### Given exercise 1
Rewrite everything from "I tried once" down to "to text mode." in the forum thread about openSUSE 11 failing to detect a graphics card, putting "console mode" in place of "text mode".

=== Document text ===

# Opensuse 11 not detecting my graphics card



## sarincv (Oct 15, 2008)

I tried to install opensuse 11 using the DVD which i got with linux for you on my laptop. 

The installation completed successfully and after booting in to suse, the screen went blank

I tried once again and this time I selected manual configuration for Yast. At the beginning  Yast configuration, it says GUI cannot be loaded because the graphics card is not supported. so going in to text mode. 

I have a Dell studio 1530 laptop with the following configuration

Intel core 2 Duo 8100, 3 GB RAM, ATI Radeon HD3450

plz help


----------



## NucleusKore (Oct 15, 2008)

Press Ctrl+Alt+F1

login

type su and press ENTER

Now type

sax2 -r

and press ENTER and configure your display


----------



## sarincv (Oct 15, 2008)

k..I will try this after reaching home.....

===

### Given exercise 2
Count how many lines of the records below contain the string "layer", and give only that number.

=== Source records ===

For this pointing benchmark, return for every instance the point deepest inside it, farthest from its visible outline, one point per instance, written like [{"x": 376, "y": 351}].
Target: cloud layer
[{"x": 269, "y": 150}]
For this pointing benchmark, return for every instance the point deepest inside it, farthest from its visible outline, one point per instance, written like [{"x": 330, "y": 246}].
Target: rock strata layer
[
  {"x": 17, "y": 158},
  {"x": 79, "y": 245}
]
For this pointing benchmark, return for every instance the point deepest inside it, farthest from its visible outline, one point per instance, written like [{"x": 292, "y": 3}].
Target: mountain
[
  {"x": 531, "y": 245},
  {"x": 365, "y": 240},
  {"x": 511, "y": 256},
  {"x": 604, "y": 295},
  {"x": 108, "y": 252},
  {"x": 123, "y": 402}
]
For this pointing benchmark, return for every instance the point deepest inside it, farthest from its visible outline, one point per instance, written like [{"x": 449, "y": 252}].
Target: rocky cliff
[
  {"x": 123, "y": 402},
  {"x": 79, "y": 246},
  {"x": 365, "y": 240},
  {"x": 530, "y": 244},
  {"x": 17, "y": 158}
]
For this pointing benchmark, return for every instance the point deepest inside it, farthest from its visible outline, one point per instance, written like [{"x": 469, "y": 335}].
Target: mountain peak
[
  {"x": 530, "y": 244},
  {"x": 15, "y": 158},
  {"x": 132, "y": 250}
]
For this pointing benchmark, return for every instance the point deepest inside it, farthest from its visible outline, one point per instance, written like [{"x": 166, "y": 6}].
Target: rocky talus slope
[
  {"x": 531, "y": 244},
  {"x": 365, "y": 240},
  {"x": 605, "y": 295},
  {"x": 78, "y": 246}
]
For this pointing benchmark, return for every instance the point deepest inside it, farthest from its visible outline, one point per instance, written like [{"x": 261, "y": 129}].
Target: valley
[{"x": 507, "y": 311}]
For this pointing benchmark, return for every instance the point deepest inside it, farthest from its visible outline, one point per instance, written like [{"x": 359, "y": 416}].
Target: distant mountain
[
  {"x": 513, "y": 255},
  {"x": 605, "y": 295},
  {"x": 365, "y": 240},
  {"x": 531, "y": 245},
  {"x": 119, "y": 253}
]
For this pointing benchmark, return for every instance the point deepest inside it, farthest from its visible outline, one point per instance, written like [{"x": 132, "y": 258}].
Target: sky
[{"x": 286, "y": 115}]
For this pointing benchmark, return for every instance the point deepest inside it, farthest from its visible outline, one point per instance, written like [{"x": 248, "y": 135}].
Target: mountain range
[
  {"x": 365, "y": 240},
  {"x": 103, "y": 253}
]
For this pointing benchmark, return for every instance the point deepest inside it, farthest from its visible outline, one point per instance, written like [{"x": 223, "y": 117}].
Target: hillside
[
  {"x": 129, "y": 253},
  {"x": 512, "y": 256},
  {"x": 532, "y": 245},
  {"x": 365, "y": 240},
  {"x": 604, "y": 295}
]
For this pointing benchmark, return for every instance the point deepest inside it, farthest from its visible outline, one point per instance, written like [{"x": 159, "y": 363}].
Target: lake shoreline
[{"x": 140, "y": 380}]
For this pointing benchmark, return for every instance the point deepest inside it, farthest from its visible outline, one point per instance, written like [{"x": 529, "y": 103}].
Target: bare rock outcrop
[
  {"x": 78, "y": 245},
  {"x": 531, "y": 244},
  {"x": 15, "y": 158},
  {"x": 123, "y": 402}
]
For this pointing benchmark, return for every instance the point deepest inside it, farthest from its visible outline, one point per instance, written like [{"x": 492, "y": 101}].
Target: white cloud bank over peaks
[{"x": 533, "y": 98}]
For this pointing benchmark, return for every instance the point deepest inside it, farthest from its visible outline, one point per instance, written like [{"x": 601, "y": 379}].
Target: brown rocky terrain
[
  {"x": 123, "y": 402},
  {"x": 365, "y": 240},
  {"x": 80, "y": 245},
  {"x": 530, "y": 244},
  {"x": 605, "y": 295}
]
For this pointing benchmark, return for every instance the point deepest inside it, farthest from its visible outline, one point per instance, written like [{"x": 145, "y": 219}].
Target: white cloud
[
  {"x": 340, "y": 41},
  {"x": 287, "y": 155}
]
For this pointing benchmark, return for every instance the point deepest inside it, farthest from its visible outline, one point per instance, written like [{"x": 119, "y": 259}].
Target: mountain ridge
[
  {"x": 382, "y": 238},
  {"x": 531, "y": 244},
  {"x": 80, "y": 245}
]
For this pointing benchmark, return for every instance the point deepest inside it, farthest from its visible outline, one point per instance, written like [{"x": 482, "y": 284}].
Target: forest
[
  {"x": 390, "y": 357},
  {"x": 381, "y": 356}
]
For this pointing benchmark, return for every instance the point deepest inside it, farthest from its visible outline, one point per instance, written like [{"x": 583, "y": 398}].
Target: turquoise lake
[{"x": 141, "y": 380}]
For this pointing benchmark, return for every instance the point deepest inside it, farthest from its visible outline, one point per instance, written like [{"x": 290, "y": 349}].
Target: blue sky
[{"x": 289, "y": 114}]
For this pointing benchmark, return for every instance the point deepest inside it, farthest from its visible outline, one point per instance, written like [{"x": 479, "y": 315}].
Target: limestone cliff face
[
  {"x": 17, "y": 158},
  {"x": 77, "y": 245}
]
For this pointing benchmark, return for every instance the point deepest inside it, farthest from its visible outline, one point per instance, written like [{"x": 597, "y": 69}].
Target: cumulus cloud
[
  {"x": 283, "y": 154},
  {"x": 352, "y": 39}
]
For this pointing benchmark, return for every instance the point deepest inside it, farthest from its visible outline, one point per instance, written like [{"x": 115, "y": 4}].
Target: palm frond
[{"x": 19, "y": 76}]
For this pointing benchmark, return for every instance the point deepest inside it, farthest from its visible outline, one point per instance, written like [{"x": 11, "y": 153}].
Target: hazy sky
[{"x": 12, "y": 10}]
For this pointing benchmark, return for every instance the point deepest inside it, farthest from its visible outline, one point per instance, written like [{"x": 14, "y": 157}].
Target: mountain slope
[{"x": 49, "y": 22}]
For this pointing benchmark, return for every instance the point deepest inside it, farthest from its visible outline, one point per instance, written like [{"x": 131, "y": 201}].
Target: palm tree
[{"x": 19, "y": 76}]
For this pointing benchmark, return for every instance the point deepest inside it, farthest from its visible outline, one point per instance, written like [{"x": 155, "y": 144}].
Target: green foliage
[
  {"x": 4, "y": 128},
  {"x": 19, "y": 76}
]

===

### Right answer 1
I tried once again and this time I selected manual configuration for Yast. At the beginning  Yast configuration, it says GUI cannot be loaded because the graphics card is not supported. so going in to console mode.

### Right answer 2
2